Thursday, July 13, 2017

DUNKIRK


Christopher Nolan is a director of superlative technical skill, and his new film of the evacuation of DUNKIRK lives up to that billing.  However, in his choice to strip it of all historical context, and to keep a close-up on three sets of anonymous character tropes, he has created a film that has no epic sweep; that fails to convey the magnitude of Dunkirk; and that fails to move.  Where it works, it works because of fleeting nuanced moments of acting brilliance.  But this is no LAWRENCE and he is no Lean: he has failed to combine the epic with the personal.

So, some context, because the film gives you none. (I wonder if this will affect non-British audiences' ability to engage with the film?) We are in the early months of World War Two. Ignoring captured intelligence to German plans, French, Canadian and British and other allied troops have been lured into Belgium by a German feint and have now been encircled and driven back to the French coast. Roughly 340,000 men - the principal strength of the British army - crowded the beach at Dunkirk - a port protected by a mole, or sea wall, from which they could board the large vessels sent to ferry them back across the English channel.   In doing so, they were hugely aided by the French forces tangling up the German troops sent to cut them off at the Siege of Lille. They were also hugely aided by Hitler's inexplicable decision to order the Luftwaffe not to pursue the troops.

■ ■ ■ ■ ■

- GOAL 1
Decide whether each statement agrees with the review, answering yes or no and quoting the deciding words: (a) about 340,000 men crowded the beach at Dunkirk; (b) the film supplies its viewers with historical context; (c) Hitler ordered the Luftwaffe to pursue the troops.
- GOAL 2
According to the review, what protected the port of Dunkirk?
- GOAL 3
Return, without changes, the part of the review that opens with the words containing "Christopher Nolan is" and closes with "with the personal.".

■ ■ ■ ■ ■

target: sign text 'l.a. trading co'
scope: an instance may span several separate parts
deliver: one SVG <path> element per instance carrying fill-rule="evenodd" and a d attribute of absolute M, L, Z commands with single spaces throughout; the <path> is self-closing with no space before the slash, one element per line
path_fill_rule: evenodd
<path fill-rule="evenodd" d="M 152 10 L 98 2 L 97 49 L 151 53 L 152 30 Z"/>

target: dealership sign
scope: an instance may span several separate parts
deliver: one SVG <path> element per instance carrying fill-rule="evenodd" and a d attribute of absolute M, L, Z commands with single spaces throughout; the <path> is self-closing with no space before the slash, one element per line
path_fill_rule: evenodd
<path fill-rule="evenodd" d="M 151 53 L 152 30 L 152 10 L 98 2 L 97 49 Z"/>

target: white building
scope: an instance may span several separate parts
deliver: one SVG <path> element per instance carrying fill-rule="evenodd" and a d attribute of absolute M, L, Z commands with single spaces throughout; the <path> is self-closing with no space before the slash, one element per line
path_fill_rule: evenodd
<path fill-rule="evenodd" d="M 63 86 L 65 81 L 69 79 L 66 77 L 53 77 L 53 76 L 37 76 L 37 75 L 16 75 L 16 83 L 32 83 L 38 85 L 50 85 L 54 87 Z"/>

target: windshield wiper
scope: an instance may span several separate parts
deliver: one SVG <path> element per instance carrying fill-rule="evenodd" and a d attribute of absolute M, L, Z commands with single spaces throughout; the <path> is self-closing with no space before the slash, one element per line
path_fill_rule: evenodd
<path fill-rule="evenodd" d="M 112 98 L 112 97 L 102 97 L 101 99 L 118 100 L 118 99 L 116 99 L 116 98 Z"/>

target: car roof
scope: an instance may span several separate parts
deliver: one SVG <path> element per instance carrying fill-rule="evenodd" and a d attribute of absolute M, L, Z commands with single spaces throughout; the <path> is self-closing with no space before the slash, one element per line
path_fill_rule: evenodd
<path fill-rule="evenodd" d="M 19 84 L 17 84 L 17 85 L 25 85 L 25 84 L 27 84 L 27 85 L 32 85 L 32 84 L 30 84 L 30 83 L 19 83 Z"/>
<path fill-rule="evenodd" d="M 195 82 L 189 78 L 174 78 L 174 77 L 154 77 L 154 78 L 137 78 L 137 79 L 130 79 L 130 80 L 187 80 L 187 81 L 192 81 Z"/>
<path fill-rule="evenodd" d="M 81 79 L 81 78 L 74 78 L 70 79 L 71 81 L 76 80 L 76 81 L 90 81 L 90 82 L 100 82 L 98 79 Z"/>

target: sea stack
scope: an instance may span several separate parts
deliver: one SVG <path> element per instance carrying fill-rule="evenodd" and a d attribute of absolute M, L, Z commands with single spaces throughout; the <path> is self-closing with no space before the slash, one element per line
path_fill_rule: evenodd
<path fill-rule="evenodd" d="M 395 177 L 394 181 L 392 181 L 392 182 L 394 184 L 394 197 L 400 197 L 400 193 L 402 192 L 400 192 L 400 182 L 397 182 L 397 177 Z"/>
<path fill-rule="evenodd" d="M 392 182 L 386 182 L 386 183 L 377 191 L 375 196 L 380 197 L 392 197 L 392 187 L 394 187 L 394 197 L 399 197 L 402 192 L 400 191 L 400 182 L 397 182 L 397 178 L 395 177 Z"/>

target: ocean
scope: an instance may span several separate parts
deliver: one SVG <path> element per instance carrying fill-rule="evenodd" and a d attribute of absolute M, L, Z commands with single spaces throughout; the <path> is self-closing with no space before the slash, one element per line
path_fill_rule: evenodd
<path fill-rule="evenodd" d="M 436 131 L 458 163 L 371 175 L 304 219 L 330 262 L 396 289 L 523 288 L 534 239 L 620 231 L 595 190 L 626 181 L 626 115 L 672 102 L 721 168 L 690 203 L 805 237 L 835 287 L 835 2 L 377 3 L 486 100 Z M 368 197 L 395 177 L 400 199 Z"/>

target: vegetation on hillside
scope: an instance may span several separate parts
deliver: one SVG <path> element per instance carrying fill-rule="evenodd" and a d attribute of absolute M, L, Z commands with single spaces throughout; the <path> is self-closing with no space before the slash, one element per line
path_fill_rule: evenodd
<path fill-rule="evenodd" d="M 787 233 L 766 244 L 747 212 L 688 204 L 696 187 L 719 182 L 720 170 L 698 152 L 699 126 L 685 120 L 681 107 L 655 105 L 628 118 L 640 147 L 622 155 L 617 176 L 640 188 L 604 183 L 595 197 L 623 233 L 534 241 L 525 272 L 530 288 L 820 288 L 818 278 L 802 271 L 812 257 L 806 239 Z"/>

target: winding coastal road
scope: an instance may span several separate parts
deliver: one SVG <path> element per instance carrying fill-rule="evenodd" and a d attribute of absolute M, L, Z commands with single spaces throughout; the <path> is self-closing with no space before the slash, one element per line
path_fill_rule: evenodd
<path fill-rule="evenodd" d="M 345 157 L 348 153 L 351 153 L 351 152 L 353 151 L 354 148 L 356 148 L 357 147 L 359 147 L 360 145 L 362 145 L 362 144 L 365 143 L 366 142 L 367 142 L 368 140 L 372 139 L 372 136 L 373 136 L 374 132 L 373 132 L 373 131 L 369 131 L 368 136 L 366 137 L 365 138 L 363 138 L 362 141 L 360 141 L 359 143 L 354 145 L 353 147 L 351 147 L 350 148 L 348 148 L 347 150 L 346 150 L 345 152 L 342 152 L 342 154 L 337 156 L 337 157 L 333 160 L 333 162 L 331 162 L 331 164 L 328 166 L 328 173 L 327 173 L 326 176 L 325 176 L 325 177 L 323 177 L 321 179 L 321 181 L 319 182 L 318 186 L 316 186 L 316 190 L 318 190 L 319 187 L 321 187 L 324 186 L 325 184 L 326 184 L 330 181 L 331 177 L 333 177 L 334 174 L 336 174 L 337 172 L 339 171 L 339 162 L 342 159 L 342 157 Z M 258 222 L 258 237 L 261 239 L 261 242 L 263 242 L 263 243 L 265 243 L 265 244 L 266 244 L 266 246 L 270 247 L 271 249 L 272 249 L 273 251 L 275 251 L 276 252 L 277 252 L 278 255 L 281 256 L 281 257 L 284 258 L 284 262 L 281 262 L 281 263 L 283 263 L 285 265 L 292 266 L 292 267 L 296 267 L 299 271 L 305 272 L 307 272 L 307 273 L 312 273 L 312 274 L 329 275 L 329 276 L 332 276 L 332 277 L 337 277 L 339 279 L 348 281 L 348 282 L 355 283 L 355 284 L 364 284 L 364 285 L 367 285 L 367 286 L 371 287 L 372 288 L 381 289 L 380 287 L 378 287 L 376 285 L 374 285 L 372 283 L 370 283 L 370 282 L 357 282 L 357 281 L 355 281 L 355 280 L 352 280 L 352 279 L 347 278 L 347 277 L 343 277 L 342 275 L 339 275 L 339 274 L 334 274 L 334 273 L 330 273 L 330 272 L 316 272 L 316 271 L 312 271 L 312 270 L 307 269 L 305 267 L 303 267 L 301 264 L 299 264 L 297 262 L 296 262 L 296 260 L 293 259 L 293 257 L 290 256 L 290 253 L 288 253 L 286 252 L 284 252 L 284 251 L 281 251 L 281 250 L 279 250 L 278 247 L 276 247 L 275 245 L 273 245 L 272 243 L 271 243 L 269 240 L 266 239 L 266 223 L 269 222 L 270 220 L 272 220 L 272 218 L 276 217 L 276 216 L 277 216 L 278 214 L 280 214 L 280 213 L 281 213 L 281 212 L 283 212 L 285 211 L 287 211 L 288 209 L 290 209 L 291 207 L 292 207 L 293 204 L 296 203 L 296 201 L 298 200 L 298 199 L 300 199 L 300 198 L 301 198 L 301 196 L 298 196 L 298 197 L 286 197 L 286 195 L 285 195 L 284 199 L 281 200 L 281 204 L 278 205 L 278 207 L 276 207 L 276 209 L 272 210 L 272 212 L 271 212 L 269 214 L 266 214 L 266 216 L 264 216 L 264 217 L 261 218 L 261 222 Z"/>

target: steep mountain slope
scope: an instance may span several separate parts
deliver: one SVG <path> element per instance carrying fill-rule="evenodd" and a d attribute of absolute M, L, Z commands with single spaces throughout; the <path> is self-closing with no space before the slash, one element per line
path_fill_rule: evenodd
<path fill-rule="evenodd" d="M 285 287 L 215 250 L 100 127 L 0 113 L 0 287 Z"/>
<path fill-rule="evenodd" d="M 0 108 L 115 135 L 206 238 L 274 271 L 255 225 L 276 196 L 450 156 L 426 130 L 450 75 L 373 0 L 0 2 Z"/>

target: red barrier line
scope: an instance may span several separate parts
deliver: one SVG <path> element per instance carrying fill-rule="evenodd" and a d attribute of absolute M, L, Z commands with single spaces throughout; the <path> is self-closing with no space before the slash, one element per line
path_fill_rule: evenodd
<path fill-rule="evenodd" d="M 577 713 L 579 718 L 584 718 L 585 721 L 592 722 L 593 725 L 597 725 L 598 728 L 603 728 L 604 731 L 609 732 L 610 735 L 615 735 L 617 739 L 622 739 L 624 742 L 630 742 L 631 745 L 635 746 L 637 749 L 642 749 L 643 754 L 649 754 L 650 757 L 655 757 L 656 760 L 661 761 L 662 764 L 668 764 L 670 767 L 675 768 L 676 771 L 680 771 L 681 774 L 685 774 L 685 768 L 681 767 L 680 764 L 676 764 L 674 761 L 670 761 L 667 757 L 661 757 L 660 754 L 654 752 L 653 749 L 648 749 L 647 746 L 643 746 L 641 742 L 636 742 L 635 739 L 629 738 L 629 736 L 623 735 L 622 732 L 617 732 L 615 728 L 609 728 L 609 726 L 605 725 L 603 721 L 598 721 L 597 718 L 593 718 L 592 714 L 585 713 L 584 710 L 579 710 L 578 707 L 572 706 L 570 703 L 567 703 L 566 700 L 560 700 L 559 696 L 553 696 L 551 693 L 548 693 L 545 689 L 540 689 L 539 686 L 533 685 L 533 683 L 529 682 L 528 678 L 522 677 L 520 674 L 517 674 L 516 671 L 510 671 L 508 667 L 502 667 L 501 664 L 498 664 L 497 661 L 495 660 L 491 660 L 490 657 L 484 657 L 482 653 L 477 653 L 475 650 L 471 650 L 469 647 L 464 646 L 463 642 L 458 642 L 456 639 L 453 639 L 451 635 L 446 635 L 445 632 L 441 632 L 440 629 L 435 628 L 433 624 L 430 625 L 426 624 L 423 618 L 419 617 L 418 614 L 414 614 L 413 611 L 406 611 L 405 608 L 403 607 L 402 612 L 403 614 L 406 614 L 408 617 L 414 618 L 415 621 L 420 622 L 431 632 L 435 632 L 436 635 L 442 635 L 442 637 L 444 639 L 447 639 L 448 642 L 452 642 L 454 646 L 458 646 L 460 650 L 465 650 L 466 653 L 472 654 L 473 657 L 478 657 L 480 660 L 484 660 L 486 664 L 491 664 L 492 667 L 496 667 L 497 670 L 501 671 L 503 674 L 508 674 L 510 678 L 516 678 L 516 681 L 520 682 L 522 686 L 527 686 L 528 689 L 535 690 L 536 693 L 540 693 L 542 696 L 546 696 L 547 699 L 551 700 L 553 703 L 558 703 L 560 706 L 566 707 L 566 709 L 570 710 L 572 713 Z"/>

■ ■ ■ ■ ■

- WORKED SOLUTION 1
(a) Yes: "Roughly 340,000 men - the principal strength of the British army - crowded the beach at Dunkirk"
(b) No: "So, some context, because the film gives you none."
(c) No: "Hitler's inexplicable decision to order the Luftwaffe not to pursue the troops."

- WORKED SOLUTION 2
A mole, or sea wall.

- WORKED SOLUTION 3
Christopher Nolan is a director of superlative technical skill, and his new film of the evacuation of DUNKIRK lives up to that billing.  However, in his choice to strip it of all historical context, and to keep a close-up on three sets of anonymous character tropes, he has created a film that has no epic sweep; that fails to convey the magnitude of Dunkirk; and that fails to move.  Where it works, it works because of fleeting nuanced moments of acting brilliance.  But this is no LAWRENCE and he is no Lean: he has failed to combine the epic with the personal.